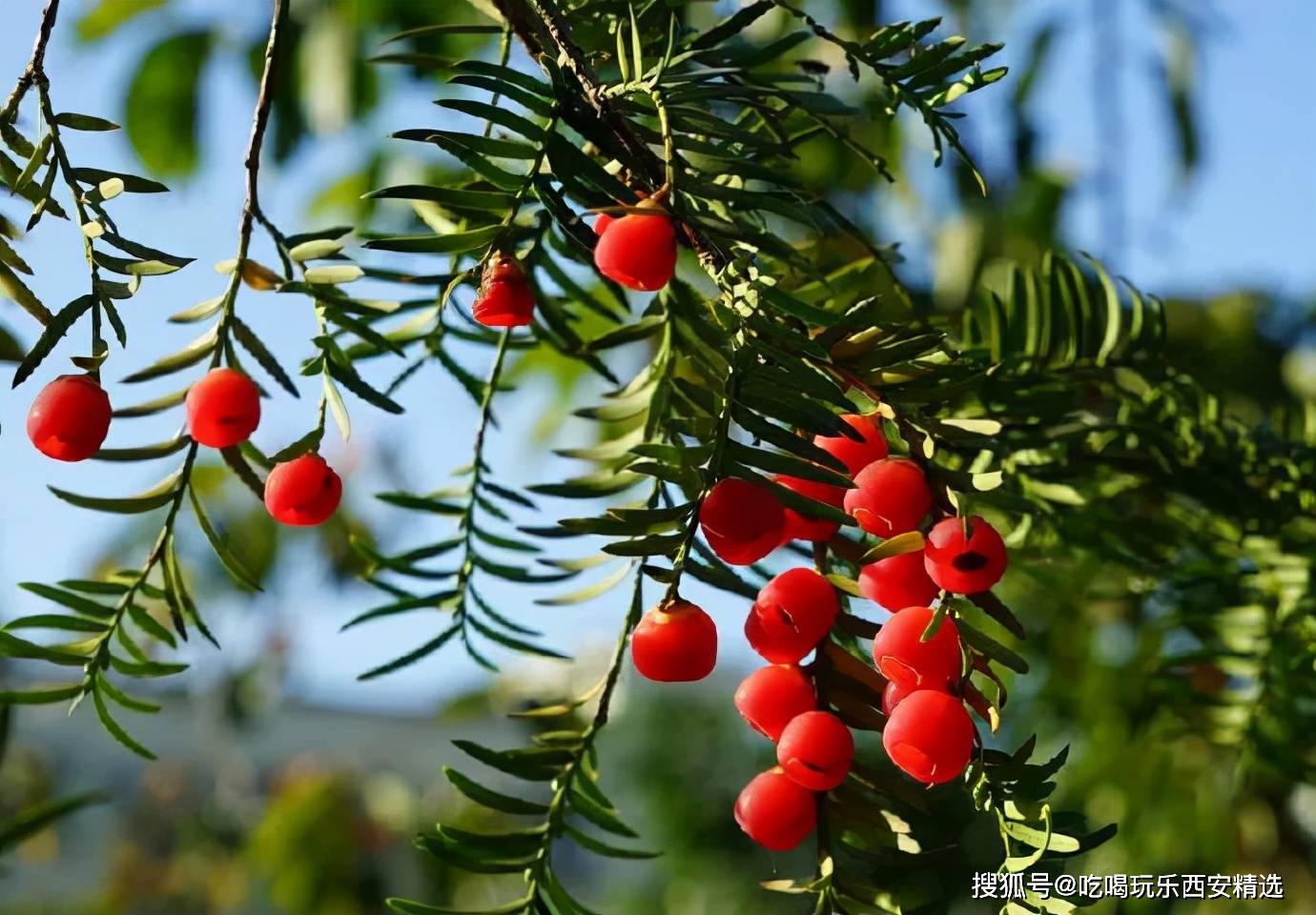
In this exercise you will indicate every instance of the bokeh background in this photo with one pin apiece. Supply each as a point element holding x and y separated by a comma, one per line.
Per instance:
==
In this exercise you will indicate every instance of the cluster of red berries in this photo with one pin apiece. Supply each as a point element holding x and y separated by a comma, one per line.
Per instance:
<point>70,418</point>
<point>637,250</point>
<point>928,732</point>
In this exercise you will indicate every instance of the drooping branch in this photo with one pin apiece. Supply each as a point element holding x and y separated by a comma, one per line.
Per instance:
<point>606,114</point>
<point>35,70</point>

> Problem details: Count the lines in the data above that contain the string "comma", with case taken into account, and reply with only that number.

> Task solution: 3